■ TASK TO CARRY OUT ■
Copy every one of the records below word for word, leaving the pictures out of your answer.

•••••

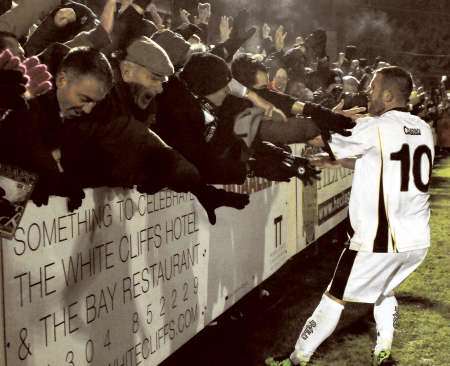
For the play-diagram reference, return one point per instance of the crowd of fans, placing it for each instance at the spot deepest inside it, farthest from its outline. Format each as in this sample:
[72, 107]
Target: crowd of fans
[111, 93]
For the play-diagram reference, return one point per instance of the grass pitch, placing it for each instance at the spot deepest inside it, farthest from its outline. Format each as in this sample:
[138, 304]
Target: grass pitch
[258, 328]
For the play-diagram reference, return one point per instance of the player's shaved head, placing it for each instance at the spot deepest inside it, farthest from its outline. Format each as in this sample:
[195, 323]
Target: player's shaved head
[398, 81]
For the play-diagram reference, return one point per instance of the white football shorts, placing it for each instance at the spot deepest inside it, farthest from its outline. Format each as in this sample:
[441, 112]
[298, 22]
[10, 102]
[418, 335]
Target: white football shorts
[365, 276]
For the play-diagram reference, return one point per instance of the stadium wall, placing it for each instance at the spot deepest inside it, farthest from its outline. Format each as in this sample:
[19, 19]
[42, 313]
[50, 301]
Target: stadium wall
[129, 278]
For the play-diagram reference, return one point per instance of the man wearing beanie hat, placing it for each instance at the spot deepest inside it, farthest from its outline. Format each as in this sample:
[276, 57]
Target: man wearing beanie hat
[175, 46]
[199, 128]
[186, 118]
[113, 147]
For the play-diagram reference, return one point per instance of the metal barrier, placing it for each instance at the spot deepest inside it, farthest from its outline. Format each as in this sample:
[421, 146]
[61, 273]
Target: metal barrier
[129, 278]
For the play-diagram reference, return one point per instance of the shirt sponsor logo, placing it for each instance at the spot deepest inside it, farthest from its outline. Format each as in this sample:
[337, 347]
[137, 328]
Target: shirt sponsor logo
[411, 131]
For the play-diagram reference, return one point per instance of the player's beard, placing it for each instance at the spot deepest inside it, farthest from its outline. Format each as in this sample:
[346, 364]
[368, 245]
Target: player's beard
[375, 107]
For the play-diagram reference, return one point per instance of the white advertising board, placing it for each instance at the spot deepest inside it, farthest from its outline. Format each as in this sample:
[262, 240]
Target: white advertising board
[128, 278]
[322, 205]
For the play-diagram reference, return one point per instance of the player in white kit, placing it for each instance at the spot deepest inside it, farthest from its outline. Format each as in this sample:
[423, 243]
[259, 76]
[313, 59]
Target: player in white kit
[389, 213]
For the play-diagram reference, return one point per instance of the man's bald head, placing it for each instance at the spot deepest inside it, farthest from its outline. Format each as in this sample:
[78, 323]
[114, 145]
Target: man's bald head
[398, 81]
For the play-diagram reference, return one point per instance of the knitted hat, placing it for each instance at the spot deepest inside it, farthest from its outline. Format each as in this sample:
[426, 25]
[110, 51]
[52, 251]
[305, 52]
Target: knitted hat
[188, 30]
[147, 53]
[205, 74]
[175, 46]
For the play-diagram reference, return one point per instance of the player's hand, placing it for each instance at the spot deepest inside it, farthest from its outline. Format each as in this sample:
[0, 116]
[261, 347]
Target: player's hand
[353, 113]
[184, 16]
[212, 198]
[225, 28]
[275, 114]
[39, 78]
[271, 162]
[280, 36]
[12, 82]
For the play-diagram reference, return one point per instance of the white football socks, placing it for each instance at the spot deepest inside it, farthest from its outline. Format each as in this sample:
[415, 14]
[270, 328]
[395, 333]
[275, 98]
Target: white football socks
[319, 326]
[386, 315]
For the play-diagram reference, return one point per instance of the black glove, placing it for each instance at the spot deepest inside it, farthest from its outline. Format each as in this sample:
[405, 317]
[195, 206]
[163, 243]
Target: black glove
[239, 35]
[211, 198]
[142, 3]
[327, 120]
[12, 88]
[271, 162]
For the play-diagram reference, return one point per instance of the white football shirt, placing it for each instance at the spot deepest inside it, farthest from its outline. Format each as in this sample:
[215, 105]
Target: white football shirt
[389, 202]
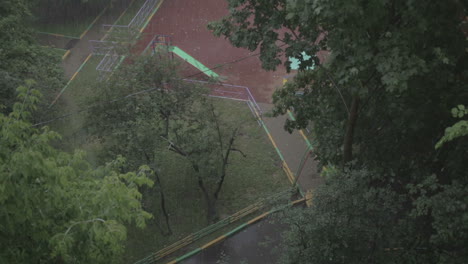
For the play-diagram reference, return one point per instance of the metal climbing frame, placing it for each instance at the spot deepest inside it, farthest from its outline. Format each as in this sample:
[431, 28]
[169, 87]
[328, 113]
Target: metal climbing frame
[102, 47]
[111, 56]
[233, 92]
[145, 11]
[107, 65]
[136, 23]
[160, 40]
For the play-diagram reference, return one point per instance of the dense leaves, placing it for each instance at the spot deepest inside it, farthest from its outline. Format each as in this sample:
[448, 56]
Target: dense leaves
[155, 113]
[387, 75]
[54, 207]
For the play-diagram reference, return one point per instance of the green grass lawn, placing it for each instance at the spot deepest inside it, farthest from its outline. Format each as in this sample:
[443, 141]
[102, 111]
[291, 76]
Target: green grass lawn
[67, 28]
[56, 51]
[77, 27]
[249, 179]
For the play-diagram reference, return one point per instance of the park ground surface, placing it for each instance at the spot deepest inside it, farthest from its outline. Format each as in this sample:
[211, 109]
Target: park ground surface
[185, 21]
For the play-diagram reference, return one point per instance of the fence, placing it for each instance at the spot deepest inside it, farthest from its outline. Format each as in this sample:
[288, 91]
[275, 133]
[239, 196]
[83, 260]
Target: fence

•••••

■ ANSWER TO THIS TASK ■
For the play-diagram reference, return one point per instance of the crowd of fans, placing it for each instance at the spot deepest inside it, farthest from its outline. Format each as in this sample:
[72, 107]
Target: crowd of fans
[111, 93]
For the play-diagram reference, return one point per instance of the grass pitch, placing it for each instance at the spot deepest inside it, farthest from its outline. Format each as in this sample:
[138, 304]
Target: grass pitch
[258, 328]
For the play-diagram reference, return one point per instance of the player's shaved head, placing it for each instance at the spot deepest inside it, farthest from its outline. Format each as in this sample:
[195, 323]
Target: player's shaved head
[398, 81]
For the play-diagram reference, return one point per instance of the white football shorts, placing it for each instance at the spot deepest inside it, farthest from its outline. Format each as in this sample:
[441, 112]
[298, 22]
[10, 102]
[418, 335]
Target: white football shorts
[365, 276]
For the play-diagram reference, return one point per instance of the stadium wall, placing it for each instance at the spot deepest inside it, farthest from its outline. Format each as in this sample:
[19, 19]
[42, 313]
[50, 301]
Target: stadium wall
[129, 278]
For the play-diagram reference, return one point per instance of the man wearing beanie hat, placing it for each instance at the spot deepest inside it, farthest from its outline. Format each as in this sample:
[276, 57]
Target: man wearing beanie hat
[175, 46]
[199, 128]
[186, 118]
[113, 147]
For the play-diagram reference, return one point per instance of the metal barrier, placing it for each instance at the spot deepest inside it, farthest from its outline. Format each as in this sample:
[421, 146]
[61, 273]
Target: metal barrier
[129, 278]
For the play-diagram reference, return one point per instance of the shirt sponsor logo, placing it for each instance at the spot deepest inside it, farthest from its outline. Format each as in this sample:
[337, 347]
[137, 328]
Target: shirt sponsor logo
[411, 131]
For the play-diagram reference, return one point per instance of the player's beard, placing it for each instance at the spot deepest inside it, farthest from its outline. Format each as in this sample:
[346, 364]
[368, 245]
Target: player's beard
[375, 107]
For the play-diagram reference, return one point per instance of the white advertising board, placing it for each instance at the spot deepest inside it, farthest from its outline. Format each as in this sample:
[262, 240]
Target: white advertising board
[128, 278]
[322, 205]
For the play-diagram reference, return one point per instance of the player in white kit, placing it for each instance at the spot deepest inside it, farthest from its outline. Format each as in this sample:
[423, 243]
[259, 76]
[313, 59]
Target: player in white kit
[389, 213]
For the play-diagram reference, return one point per instance of the man's bald head, placing it for each instance at the spot deepest inside it, farthest from its outline. Format each as in this sample:
[78, 323]
[114, 145]
Target: man's bald head
[398, 81]
For the play-diagram reference, return one point per instance of the knitted hat, placing it for each instance at the spot deepest inside it, farthest from its outline. Format each as in this sample:
[426, 25]
[110, 51]
[52, 251]
[305, 52]
Target: knitted hat
[188, 30]
[147, 53]
[205, 74]
[175, 46]
For the play-diagram reference, return one point per instance of the player's hand, placing it for each instance at the spot deepest inside it, farthest from its outline. Format each as in this sample:
[0, 116]
[261, 347]
Target: player's hand
[353, 113]
[184, 16]
[212, 198]
[225, 28]
[275, 114]
[39, 78]
[271, 162]
[280, 36]
[12, 82]
For the play-diagram reference, return one point per instance of the white football socks, placing it for each instance at the spot deepest inside it, farthest from its outline. Format each as in this sample:
[415, 14]
[270, 328]
[395, 333]
[275, 98]
Target: white football socks
[319, 326]
[386, 315]
For the play-diagram reference, return one point per instance of the black glove, placing it for each instance at the spot deepest inside it, farthest from its outline. Format each as in this sample:
[405, 317]
[195, 206]
[163, 243]
Target: black glove
[239, 35]
[211, 198]
[142, 3]
[327, 120]
[12, 88]
[271, 162]
For the play-diagram reference, return one point per instance of the white football shirt, placing it for each instance at the spot deepest inside it, farthest from its outline. Format each as in this sample:
[215, 105]
Target: white football shirt
[389, 202]
For the play-diagram reference, return one point per instance of the metal climbing frame, placing it for each instance at the spot deepest inside it, farthest from its outline. Format each as in this sample:
[431, 28]
[169, 87]
[328, 113]
Target: metal climbing frame
[102, 47]
[111, 56]
[233, 92]
[145, 11]
[107, 65]
[136, 23]
[160, 40]
For the play-diagram reference, return one point per instance of the dense leaves, placing it for each instance at the spot deepest inside it, farthest from its outline. Format each as in this sample:
[448, 56]
Target: dense leaves
[155, 113]
[387, 75]
[54, 207]
For the play-diagram reference, return one point per instance of the green grass lawn, placing it for each instance at the spot deepest inside it, farthest from its outline. Format each as in this sample:
[443, 141]
[102, 111]
[291, 76]
Target: green grass lawn
[67, 28]
[56, 51]
[77, 27]
[249, 179]
For the play-diagram reference, return one point per instance of the park ground surface, placing it for each instance at the spot deepest inside it, farthest from its outline. Format each as in this sample:
[211, 109]
Target: park ground surface
[185, 21]
For the play-diagram reference, return one point per instance of the fence, placing it for each instance at the spot deepest inside it, farthest from its outline. Format each as in this sample:
[288, 91]
[275, 133]
[239, 196]
[83, 260]
Target: fence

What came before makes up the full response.